### Instructions to follow
Please swap "bicycle" for "bike" in the rows from the line with "Labeling guideline: look at the image above and mark any dirt" up to and including the line with "[282, 253, 292, 261]", and give only those lines back with nothing else changed.

### Given records
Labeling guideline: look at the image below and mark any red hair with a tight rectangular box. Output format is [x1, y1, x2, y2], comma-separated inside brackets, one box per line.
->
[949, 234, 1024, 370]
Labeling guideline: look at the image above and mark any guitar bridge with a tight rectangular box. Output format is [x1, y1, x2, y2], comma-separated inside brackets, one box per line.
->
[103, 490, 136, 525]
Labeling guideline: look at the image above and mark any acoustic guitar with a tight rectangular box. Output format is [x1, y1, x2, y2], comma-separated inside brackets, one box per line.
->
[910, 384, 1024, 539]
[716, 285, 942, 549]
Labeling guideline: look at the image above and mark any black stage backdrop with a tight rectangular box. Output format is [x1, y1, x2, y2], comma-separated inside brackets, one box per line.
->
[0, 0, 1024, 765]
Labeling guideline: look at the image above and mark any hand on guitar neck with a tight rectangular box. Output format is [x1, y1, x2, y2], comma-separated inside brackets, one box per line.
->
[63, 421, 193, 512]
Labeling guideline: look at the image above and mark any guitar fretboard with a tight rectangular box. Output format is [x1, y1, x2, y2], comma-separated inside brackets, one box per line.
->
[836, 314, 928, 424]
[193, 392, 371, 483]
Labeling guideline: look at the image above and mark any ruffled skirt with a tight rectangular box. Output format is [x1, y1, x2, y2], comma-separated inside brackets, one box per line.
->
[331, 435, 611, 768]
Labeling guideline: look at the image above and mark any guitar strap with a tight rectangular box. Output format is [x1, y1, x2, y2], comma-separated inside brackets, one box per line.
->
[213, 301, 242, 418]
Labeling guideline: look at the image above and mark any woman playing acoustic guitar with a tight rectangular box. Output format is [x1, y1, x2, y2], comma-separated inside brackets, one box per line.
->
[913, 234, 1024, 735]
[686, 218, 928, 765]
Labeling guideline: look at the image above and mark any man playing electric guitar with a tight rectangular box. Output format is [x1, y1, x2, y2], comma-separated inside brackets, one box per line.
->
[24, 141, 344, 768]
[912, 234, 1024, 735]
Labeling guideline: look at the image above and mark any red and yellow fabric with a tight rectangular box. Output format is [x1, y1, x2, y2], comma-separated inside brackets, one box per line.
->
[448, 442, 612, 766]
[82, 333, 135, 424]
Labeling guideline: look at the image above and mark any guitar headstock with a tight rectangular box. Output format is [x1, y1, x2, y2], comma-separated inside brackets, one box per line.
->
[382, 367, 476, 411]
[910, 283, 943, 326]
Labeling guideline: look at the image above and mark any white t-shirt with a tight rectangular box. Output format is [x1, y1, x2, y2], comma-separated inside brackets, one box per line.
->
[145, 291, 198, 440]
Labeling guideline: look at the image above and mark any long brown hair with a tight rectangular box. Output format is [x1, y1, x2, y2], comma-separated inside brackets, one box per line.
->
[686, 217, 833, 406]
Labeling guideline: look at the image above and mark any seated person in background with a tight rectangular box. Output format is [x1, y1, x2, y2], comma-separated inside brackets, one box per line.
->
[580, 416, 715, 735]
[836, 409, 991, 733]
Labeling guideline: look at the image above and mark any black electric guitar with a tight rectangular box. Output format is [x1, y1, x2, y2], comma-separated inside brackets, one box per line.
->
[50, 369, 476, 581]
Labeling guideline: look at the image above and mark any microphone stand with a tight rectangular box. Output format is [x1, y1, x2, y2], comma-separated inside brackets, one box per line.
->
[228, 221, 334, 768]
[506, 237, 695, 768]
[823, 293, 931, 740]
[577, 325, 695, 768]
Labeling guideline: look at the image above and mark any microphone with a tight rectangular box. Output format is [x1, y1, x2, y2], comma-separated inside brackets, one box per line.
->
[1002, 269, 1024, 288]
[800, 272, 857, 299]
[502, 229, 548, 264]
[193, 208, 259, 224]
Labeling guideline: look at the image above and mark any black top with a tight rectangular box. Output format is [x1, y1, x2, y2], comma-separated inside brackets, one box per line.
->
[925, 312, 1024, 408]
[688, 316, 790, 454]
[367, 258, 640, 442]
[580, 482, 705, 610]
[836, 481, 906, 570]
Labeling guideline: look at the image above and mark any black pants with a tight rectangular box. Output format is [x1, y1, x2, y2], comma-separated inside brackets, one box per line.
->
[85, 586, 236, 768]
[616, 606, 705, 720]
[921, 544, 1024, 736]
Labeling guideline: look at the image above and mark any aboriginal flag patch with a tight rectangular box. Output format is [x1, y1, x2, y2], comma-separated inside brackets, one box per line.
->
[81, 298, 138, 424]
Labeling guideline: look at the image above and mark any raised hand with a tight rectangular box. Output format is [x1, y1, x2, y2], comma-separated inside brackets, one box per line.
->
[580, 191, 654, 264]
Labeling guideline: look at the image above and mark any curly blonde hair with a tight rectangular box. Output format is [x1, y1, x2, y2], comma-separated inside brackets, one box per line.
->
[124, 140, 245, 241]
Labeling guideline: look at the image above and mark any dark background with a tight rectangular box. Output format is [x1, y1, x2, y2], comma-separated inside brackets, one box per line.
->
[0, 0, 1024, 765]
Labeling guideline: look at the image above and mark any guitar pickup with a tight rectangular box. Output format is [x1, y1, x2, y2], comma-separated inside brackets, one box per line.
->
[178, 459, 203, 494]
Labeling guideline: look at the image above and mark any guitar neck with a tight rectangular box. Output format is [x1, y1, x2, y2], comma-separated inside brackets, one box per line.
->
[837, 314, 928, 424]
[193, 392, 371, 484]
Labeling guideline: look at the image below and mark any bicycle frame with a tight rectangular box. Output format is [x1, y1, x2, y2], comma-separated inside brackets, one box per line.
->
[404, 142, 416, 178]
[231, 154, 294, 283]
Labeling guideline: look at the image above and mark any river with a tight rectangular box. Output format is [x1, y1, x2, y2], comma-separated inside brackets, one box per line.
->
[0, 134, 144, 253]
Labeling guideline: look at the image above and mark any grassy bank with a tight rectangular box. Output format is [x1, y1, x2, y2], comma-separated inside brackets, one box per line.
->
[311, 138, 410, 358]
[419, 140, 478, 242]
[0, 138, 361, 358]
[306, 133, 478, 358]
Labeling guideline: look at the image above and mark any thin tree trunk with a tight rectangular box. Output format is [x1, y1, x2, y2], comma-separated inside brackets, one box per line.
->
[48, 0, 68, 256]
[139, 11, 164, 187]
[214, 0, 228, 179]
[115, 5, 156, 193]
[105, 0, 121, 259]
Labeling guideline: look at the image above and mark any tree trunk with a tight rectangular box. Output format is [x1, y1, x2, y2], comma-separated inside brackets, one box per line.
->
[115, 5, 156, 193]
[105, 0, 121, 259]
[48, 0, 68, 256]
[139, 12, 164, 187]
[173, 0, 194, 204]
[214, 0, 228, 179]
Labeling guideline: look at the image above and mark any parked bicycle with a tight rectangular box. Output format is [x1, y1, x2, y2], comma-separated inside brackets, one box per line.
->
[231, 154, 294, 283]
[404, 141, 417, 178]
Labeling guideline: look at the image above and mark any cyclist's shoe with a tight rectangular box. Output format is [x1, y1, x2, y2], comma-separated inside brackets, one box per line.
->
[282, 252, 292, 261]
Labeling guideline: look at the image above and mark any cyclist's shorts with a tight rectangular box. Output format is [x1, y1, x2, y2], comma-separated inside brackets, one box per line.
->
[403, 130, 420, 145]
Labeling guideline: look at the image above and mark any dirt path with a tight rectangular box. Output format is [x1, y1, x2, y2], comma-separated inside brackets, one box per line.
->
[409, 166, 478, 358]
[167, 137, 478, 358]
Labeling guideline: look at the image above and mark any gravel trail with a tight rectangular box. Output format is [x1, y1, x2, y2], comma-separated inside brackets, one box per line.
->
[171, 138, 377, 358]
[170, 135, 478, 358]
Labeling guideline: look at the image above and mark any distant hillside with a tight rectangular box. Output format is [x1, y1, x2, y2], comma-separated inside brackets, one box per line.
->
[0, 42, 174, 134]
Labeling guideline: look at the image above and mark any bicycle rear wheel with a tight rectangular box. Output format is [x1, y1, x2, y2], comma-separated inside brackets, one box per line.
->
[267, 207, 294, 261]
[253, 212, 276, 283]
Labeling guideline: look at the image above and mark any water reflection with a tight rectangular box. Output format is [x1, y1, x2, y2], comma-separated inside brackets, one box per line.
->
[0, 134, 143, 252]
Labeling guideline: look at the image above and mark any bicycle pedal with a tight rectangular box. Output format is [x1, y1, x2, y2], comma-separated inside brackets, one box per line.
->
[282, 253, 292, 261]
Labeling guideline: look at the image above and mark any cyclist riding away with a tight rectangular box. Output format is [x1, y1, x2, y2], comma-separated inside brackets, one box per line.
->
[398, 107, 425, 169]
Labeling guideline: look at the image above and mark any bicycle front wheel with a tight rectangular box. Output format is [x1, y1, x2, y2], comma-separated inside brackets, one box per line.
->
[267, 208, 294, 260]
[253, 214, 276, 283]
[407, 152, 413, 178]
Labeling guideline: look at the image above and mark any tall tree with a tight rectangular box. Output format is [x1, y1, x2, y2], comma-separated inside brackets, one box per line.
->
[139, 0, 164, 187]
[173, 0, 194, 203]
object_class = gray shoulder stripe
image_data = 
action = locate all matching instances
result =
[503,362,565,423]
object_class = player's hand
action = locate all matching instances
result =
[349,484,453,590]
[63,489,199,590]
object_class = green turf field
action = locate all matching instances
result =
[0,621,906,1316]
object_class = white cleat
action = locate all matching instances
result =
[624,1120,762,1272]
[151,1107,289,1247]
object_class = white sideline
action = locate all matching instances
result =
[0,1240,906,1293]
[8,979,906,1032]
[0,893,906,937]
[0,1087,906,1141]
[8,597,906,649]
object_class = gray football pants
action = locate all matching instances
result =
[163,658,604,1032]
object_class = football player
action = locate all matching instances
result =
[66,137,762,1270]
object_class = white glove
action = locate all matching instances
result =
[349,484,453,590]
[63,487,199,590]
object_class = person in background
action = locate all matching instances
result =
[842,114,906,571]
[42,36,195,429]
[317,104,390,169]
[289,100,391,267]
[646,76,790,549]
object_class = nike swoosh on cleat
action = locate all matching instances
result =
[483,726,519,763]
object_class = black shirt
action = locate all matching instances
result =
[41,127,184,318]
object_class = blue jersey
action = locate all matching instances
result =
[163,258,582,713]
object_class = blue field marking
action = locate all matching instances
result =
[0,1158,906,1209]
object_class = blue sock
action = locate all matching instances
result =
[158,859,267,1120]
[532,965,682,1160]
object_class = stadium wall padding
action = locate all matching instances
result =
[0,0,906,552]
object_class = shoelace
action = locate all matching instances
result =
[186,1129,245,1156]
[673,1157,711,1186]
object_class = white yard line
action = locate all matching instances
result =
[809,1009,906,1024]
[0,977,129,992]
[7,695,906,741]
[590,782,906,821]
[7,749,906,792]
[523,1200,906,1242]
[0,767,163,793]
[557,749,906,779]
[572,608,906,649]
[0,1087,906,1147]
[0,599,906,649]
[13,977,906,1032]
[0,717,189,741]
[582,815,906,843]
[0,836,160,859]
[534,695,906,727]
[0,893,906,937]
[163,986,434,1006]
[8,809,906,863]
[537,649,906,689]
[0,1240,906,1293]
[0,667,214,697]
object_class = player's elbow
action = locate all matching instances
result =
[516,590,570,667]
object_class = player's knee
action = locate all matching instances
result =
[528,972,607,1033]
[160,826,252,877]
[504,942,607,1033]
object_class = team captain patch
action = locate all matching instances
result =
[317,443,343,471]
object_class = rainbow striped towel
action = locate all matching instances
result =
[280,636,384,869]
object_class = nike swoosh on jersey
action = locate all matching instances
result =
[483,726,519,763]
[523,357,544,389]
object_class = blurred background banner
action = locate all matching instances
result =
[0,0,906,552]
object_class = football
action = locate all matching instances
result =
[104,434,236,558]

### Answer to the exercise
Labeling guideline: look at the image above and mark any dirt path with a tight rectangular box. Output format is [x1, y1, x2, y2], comma-separated inside brackets, one box per line.
->
[409, 166, 478, 358]
[167, 137, 478, 358]
Labeling guideline: look at the image above and mark any gravel trail with a tight rectangular box. Output format is [x1, y1, x2, y2], comma-separated inside brackets, one box per line.
->
[171, 138, 377, 358]
[170, 135, 478, 358]
Labeling guideline: look at the image above and mark any distant hillside with a tight rectangular box. Output format is [x1, y1, x2, y2], comma-separated inside brackets, one box per line.
->
[0, 42, 174, 134]
Labeling guideline: look at the image above and mark any bike rear wheel with a tight rectangular box. Output format is [x1, y1, x2, y2], comma-separated inside brackets, one box per line.
->
[267, 207, 294, 261]
[253, 212, 276, 283]
Labeling guideline: look at the image above and mark any water reflection with a tight rectangular box. Output format is [x1, y1, x2, y2], comma-separated inside brackets, one box per line.
->
[0, 134, 143, 252]
Labeling guideline: look at the image above and mark any bike pedal with a tight rectangular box. Output format is [x1, y1, x2, y2], comma-separated inside brackets, one box per line.
->
[282, 253, 292, 261]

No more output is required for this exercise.